* **Instrucción dada**: Filtra las filas siguientes y copia cada una que contenga la cadena "sculpture". La coincidencia distingue entre mayúsculas y minúsculas.

* **Datos de la tarea**:
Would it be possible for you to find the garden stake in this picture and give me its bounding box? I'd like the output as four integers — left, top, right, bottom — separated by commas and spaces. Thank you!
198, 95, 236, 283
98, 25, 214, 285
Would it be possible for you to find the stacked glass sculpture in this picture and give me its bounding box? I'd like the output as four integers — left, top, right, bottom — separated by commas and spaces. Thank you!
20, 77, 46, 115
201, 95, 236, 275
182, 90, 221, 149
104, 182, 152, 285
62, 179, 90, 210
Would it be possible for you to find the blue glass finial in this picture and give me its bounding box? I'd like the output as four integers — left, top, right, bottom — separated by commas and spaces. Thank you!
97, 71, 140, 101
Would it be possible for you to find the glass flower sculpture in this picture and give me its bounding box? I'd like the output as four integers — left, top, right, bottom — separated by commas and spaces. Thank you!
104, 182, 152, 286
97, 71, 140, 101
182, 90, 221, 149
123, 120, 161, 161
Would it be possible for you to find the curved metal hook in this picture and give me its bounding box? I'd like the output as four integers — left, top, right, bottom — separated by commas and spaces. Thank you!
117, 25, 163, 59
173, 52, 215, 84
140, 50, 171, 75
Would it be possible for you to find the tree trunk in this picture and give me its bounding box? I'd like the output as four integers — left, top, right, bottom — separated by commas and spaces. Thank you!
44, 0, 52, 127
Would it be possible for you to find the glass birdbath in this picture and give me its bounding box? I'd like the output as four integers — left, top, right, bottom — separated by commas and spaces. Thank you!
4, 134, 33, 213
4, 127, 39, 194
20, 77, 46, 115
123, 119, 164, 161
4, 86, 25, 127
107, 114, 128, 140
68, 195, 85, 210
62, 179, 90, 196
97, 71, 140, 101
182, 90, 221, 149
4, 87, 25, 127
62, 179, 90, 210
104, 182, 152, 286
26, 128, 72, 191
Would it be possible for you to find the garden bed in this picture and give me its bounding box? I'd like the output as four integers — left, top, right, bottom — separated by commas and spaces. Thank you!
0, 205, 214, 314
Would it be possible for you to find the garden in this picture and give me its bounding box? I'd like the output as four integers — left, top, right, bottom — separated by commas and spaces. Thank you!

* **Respuesta completa**:
Would it be possible for you to find the stacked glass sculpture in this picture and give me its bounding box? I'd like the output as four integers — left, top, right, bottom — separated by commas and spaces. Thank you!
Would it be possible for you to find the glass flower sculpture in this picture and give me its bounding box? I'd like the output as four integers — left, top, right, bottom — separated by commas and spaces. Thank you!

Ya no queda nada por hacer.